YOUR GOAL: Reproduce word for word the part of the post on being captain of your ship that starts at the words "You have to decide" and stops after "can’t please everyone.".

YOU Are the Captain of Your Ship

YOU Are the Captain of Your Ship

You have to decide — specifically and clearly — what you’re in business to do.

If you fall to pieces and think you have to start over the second one uninformed client doesn’t get it or looks at you cross-eyed…

If you blow with the wind every time a client thinks you should be doing this and doing that…

If you bend over backward twisting yourself into pretzels to be anything and everything for anyone and everyone…

You are never going to get anywhere, and your life and business will be anything but your own.

You can’t please everyone.

Not everyone is going to get it.

And you can’t be in business to do everything that everyone wants.

(Originally posted July 13, 2010)

12 Responses

  1. Julia Lilly says:

    Danielle

    I had this happen to me recently. A potential client was very “on board” until the very end when he started wanting me to veer from my minimum hours and waive signing of the retainer agreement. This was a big one (client I mean) and I almost, almost felt I had to do something “special” to keep the deal. But I didn’t. I refused to let someone else run my business. I said no and guess what… I got a yes! Not only did I set the right expectations from the very beginning, I actually think the client has a new respect for me and my business as a result.

SUPPLIED RECORDS:
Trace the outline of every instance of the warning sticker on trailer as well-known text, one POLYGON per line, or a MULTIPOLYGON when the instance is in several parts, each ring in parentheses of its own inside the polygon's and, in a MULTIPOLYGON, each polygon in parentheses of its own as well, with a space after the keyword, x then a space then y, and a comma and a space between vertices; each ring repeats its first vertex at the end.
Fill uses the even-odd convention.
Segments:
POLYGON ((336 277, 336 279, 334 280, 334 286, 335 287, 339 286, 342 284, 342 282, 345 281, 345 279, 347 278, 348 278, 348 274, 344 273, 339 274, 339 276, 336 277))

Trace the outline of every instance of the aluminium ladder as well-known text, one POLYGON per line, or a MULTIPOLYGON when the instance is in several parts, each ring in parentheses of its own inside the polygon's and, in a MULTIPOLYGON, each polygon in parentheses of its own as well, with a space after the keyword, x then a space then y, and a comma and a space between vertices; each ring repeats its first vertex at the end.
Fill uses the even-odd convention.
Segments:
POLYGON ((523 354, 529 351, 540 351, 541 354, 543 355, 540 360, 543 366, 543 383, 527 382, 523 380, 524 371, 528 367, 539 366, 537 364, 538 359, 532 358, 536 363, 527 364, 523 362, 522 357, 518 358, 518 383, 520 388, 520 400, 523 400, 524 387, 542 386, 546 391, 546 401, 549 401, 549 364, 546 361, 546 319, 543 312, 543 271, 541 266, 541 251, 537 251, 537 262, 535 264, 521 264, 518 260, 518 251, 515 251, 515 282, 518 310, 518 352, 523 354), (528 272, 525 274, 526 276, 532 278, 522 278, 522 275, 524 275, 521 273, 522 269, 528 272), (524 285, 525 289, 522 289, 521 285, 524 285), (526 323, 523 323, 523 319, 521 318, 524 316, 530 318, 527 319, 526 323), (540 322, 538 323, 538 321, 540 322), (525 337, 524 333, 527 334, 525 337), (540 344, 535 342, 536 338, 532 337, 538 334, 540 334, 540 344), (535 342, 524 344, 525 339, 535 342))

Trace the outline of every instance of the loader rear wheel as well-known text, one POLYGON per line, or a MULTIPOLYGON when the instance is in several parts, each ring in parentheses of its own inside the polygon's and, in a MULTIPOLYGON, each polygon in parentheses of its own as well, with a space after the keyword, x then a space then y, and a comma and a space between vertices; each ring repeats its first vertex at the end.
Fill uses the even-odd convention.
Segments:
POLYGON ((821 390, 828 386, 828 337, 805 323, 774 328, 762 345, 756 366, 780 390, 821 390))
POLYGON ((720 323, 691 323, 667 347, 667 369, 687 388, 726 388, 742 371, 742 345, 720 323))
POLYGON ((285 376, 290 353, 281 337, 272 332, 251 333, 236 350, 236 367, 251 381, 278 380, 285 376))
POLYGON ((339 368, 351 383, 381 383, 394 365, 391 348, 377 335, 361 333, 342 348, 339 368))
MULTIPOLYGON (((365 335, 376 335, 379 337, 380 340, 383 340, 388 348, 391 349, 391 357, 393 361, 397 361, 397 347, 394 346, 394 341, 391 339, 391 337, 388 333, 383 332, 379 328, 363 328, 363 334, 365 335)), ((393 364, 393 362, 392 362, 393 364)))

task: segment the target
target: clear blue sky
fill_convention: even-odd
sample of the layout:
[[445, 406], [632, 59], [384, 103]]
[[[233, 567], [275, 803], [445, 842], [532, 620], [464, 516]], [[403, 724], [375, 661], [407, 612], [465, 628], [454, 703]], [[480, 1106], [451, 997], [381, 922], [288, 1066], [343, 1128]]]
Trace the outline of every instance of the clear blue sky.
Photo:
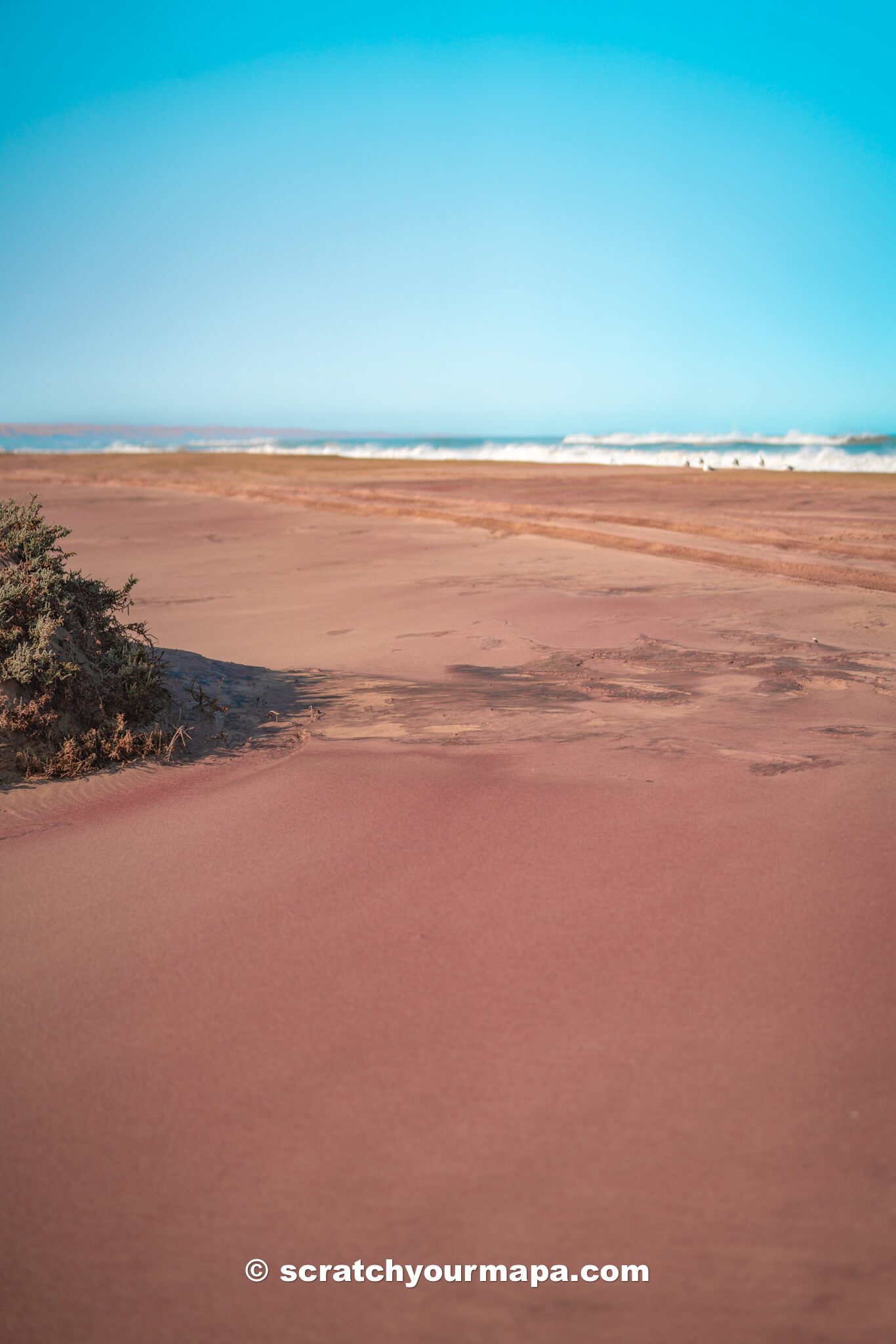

SOLUTION TO THE PROBLEM:
You have to decide — specifically and clearly — what you’re in business to do.

If you fall to pieces and think you have to start over the second one uninformed client doesn’t get it or looks at you cross-eyed…

If you blow with the wind every time a client thinks you should be doing this and doing that…

If you bend over backward twisting yourself into pretzels to be anything and everything for anyone and everyone…

You are never going to get anywhere, and your life and business will be anything but your own.

You can’t please everyone.